→ To do:
Return every line below that contains the word "ball".

→ Input:
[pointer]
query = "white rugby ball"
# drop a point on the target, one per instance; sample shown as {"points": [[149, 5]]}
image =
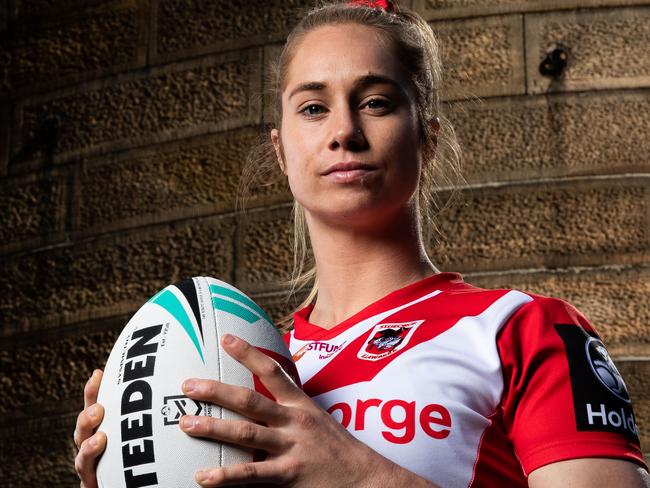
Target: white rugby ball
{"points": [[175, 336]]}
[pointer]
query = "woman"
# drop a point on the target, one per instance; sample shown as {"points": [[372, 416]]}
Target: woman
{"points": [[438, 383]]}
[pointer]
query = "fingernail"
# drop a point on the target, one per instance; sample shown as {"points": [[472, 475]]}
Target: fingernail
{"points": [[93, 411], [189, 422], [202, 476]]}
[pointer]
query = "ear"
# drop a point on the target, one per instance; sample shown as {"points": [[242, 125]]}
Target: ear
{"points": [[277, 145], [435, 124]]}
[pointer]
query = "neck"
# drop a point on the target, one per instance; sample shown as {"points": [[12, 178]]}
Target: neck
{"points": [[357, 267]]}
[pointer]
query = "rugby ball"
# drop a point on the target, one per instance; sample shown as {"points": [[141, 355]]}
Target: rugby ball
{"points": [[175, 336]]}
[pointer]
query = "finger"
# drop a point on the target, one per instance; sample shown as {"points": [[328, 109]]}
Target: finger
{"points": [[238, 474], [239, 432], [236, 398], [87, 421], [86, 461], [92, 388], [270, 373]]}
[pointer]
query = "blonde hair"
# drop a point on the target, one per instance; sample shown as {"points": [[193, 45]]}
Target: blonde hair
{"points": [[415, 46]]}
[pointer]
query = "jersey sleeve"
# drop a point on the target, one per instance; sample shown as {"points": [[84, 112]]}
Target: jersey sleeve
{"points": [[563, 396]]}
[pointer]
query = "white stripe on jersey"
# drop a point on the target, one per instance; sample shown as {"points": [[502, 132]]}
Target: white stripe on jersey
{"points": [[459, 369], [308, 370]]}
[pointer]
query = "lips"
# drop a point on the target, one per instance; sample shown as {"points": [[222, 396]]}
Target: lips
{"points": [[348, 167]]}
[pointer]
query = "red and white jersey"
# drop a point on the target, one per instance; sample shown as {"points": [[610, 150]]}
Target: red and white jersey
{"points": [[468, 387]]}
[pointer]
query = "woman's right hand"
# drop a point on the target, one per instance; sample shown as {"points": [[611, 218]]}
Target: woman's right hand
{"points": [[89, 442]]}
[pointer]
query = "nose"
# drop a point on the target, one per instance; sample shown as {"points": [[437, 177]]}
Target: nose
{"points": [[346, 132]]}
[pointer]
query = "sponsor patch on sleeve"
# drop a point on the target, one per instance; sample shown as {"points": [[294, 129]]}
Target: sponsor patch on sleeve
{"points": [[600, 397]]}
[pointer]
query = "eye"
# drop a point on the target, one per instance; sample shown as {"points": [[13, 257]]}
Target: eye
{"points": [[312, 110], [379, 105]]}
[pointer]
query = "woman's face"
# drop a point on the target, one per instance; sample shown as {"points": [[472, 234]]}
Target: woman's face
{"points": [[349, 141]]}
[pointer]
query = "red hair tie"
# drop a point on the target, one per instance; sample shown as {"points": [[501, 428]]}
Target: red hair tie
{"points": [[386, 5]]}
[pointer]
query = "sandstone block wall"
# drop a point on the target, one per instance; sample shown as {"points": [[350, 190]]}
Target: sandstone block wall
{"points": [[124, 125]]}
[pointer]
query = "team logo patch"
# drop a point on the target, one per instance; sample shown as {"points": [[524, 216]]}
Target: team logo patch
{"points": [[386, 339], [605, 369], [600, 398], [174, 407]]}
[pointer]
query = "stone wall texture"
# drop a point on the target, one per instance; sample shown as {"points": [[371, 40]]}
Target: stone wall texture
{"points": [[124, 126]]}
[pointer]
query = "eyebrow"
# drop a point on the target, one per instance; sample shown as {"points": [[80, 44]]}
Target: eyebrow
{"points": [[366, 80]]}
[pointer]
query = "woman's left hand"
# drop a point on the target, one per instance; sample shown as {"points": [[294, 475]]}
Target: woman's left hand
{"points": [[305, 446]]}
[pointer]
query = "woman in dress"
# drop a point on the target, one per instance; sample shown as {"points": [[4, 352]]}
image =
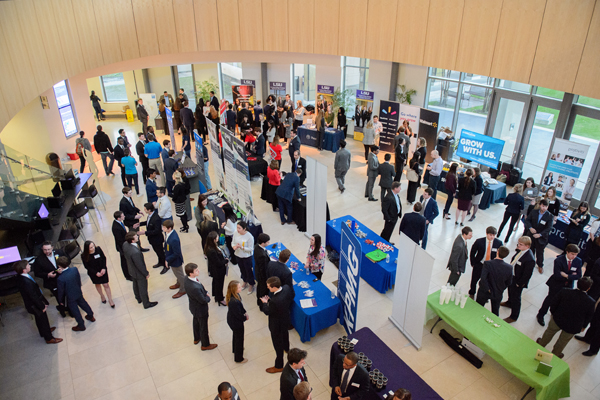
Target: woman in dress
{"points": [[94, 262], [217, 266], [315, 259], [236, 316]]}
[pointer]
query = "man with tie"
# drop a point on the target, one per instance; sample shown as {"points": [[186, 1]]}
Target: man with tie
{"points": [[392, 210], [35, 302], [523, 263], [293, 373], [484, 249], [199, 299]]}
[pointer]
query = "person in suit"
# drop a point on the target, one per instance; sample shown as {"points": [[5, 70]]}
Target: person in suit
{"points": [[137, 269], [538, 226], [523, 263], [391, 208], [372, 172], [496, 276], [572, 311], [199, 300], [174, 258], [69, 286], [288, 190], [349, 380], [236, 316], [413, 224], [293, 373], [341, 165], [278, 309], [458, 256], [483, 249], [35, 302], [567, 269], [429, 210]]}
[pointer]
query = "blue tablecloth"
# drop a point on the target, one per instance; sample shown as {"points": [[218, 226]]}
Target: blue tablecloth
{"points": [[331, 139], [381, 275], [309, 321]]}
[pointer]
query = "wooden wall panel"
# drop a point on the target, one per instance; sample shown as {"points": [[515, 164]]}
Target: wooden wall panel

→ Final result:
query = "white rugby ball"
Target: white rugby ball
query = "rugby ball"
Target: rugby ball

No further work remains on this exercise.